If the soil retains too much water, this clogs the air pockets in the soil, meaning the roots are starved of oxygen. When this happen, the roots die and start to rot away, infected the rest of the tree. This can and will be fatal to the bonsai tree unless treated fast, so keeping a check on the soils moisture levels is very important.


To avoid the issue of having the wrong soil mix, you can create your own for relatively cheap. I have a full step by step guide on creating bonsai soil here, so give it a read if you’re interested. No matter how well you care for a bonsai, if it’s grown in the wrong soil eventually it will die off, there’s no avoiding it.


If you think you have over-watered your bonsai tree, it’s best to let the soil dry out and think about repotting the tree if it’s serious root rot. When repotting the tree, ensure you are pruning all of the dead roots back, allowing for new root regeneration in the correct soil mix. For more information about repotting a bonsai tree, check out my article.


3. Not having drainage holes – Although this issue is less common, it will still lead to over-watering and the death of your beloved bonsai. Some bonsai pots don’t actually come with drainage holes. This means whenever the tree is watered, no water is allowed to escape and the soil retains 100% of it. This leads to the roots constantly sitting in water, being starved of oxygen and rotting.

EXCERPTED RECORDS:
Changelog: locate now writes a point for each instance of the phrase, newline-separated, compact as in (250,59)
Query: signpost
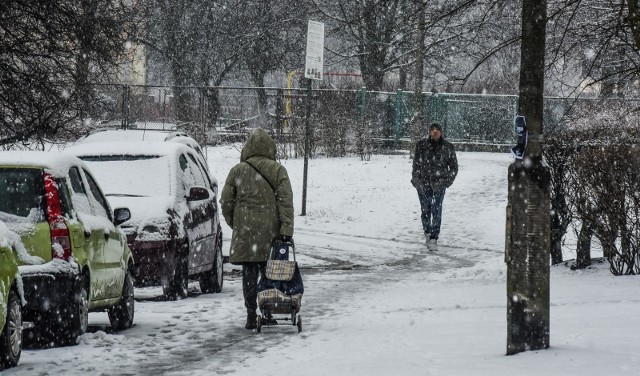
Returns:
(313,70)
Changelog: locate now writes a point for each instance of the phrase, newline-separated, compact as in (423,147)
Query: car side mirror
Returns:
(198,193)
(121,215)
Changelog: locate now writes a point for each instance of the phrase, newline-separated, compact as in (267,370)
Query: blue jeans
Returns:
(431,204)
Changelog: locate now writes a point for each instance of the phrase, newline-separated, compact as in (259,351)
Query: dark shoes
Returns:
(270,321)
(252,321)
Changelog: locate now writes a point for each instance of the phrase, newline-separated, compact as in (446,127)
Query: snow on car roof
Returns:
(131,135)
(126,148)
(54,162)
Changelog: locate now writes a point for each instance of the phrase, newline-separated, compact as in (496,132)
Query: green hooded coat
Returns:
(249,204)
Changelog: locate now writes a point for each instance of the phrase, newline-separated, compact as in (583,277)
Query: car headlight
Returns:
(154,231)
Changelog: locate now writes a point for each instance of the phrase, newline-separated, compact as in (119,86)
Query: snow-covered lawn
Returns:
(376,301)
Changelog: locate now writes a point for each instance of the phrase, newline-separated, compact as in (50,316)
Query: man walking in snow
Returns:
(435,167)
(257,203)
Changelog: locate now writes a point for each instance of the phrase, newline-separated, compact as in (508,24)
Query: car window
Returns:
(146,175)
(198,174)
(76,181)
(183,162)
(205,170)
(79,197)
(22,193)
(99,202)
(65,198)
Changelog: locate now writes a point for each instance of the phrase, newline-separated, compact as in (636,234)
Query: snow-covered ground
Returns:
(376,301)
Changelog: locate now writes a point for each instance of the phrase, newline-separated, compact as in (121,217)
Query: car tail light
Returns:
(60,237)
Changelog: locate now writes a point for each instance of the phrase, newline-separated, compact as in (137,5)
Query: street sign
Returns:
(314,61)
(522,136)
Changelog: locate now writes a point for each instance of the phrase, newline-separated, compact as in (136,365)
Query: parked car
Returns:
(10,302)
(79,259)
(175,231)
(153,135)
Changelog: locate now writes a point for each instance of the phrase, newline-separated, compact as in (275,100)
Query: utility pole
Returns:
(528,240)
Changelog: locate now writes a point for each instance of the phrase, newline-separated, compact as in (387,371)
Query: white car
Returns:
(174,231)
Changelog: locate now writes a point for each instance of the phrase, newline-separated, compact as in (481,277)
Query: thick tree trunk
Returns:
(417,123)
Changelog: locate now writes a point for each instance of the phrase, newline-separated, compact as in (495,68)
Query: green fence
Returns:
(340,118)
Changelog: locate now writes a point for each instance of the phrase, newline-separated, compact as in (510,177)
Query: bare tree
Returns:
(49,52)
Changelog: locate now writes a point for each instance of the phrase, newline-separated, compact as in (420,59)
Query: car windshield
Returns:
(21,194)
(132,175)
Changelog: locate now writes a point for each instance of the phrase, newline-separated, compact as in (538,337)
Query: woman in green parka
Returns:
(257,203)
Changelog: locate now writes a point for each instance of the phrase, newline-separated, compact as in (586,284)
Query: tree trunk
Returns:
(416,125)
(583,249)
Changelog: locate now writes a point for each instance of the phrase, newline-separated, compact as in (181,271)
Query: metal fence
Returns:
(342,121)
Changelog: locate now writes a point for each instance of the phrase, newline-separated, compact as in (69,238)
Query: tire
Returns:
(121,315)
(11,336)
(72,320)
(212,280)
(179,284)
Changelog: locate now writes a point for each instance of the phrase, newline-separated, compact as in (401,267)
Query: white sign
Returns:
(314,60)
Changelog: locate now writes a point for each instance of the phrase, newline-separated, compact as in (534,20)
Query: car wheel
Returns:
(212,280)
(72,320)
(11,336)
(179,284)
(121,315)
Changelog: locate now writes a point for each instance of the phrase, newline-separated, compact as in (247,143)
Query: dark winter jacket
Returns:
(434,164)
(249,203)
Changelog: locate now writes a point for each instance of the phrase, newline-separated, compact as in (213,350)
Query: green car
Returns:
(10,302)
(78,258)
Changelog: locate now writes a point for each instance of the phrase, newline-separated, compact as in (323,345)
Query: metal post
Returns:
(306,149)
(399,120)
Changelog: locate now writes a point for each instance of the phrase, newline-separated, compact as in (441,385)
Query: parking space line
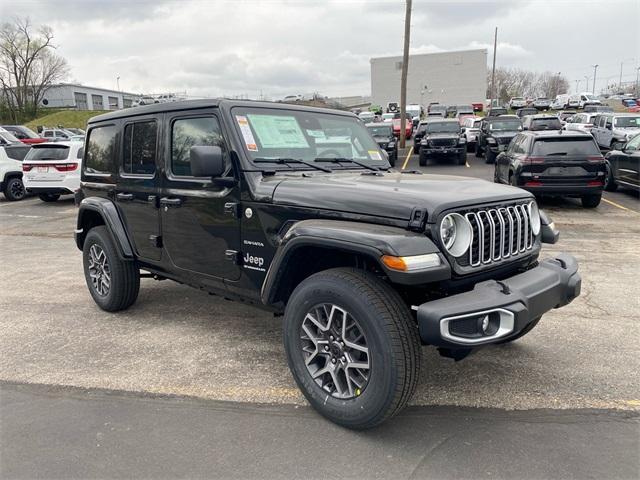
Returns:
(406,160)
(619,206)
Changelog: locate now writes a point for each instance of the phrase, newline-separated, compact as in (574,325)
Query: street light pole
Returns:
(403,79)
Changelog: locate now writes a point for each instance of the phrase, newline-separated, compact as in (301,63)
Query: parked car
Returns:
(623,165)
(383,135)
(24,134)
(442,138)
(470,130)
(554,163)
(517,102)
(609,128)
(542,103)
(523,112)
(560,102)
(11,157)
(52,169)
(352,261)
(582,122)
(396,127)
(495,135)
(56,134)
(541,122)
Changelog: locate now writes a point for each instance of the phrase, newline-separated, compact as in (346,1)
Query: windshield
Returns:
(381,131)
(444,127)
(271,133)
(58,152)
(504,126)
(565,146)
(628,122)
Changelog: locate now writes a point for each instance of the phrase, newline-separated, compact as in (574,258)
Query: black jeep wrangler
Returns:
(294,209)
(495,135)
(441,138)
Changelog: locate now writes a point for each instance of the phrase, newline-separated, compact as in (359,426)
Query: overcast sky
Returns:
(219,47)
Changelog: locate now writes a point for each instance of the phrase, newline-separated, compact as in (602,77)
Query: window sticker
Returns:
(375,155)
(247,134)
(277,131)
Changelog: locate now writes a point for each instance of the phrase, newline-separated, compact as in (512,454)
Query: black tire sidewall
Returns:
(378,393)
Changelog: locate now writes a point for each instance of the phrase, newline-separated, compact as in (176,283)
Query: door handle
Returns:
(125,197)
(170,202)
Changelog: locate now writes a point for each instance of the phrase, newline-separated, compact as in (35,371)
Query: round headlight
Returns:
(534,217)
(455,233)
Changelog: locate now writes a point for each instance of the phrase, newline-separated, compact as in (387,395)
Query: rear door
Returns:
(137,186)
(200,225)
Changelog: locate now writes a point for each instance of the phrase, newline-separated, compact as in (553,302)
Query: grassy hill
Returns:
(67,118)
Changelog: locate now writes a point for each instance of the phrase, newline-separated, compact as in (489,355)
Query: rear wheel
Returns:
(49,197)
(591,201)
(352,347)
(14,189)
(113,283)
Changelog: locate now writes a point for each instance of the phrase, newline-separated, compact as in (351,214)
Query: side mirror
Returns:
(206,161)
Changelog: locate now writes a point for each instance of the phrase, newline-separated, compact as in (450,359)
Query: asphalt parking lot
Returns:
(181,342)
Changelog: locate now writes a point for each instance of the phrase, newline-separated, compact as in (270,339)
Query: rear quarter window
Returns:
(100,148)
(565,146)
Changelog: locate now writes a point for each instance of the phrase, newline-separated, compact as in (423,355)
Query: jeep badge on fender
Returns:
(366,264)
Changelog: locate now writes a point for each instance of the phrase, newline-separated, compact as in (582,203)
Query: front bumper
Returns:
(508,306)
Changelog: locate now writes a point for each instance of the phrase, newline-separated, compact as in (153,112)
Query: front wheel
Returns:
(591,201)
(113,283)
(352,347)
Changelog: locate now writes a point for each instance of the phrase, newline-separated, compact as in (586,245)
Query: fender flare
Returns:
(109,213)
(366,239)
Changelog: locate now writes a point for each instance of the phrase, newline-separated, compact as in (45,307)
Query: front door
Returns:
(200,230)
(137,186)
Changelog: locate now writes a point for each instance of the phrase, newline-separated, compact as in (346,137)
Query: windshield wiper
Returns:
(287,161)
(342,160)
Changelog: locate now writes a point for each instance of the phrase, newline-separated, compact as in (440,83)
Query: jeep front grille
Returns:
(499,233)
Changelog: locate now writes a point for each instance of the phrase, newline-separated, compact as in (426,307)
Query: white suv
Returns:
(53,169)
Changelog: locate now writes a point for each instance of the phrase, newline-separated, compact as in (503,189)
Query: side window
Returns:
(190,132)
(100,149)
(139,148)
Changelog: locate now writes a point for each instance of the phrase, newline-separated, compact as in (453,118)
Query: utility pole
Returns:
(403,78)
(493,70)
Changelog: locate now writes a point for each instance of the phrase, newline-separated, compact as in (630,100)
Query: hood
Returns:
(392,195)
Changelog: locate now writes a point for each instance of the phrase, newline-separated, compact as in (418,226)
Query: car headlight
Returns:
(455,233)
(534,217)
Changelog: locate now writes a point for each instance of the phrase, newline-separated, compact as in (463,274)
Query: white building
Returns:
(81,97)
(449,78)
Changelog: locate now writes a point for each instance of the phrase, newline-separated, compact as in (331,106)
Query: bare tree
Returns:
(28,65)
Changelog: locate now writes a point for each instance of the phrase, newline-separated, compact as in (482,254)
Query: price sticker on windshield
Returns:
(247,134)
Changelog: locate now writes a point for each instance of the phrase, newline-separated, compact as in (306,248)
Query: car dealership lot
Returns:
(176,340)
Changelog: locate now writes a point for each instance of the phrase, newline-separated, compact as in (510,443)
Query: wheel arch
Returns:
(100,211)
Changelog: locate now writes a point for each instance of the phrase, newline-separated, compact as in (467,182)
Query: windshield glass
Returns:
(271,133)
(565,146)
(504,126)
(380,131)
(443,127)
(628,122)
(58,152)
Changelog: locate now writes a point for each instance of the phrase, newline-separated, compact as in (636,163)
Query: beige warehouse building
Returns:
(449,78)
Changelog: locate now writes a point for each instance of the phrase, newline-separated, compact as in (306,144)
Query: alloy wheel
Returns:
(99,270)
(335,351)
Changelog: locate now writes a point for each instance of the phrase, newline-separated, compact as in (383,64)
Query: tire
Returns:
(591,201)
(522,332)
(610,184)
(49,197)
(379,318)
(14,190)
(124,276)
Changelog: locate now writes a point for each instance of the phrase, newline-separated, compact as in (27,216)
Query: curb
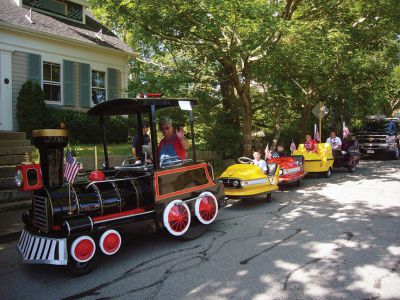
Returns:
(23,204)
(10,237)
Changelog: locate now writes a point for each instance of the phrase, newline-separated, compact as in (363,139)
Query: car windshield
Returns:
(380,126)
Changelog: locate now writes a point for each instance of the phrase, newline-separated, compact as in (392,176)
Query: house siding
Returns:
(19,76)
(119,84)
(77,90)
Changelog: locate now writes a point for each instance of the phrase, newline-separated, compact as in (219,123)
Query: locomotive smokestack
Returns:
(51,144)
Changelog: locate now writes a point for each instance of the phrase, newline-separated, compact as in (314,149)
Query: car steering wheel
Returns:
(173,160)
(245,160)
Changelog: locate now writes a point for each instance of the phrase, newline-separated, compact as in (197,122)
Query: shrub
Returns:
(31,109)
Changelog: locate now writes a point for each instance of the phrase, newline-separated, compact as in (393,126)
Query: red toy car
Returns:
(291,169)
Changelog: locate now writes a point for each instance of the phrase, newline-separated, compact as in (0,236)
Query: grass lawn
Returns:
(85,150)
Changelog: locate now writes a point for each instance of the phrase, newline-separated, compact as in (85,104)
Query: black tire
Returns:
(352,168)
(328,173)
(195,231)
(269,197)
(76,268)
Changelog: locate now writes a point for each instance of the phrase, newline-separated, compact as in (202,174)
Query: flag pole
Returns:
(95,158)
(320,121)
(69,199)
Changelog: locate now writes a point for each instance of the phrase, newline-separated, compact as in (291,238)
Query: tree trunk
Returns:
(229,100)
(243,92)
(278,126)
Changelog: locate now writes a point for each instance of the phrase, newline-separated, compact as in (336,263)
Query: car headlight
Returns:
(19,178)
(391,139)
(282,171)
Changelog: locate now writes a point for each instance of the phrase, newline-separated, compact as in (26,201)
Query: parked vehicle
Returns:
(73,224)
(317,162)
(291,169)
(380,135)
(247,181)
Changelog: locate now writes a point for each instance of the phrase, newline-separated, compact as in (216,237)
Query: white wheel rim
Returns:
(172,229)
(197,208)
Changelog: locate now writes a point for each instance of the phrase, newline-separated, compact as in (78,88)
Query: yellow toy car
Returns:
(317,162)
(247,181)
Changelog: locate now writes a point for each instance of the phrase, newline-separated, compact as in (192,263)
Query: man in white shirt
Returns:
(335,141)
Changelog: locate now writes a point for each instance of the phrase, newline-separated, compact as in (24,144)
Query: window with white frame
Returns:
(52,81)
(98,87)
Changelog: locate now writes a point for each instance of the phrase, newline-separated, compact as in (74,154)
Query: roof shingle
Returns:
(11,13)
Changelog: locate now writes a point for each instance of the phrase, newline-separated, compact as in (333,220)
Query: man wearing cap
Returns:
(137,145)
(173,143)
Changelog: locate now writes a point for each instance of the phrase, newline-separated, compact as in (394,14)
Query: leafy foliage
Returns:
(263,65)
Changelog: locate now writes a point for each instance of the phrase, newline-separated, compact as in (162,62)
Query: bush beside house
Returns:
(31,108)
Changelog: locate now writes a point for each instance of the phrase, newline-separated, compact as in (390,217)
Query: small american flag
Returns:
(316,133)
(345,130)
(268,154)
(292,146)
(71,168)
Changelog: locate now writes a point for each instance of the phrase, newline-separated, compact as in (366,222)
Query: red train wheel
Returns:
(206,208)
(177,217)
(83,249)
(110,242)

DESCRIPTION OF THE TASK: Rewrite the bonsai passage from "3. Not having" up to and including "oxygen and rotting.", updating it so that "drainage holes" becomes "drain holes".

RESPONSE AREA:
3. Not having drain holes – Although this issue is less common, it will still lead to over-watering and the death of your beloved bonsai. Some bonsai pots don’t actually come with drain holes. This means whenever the tree is watered, no water is allowed to escape and the soil retains 100% of it. This leads to the roots constantly sitting in water, being starved of oxygen and rotting.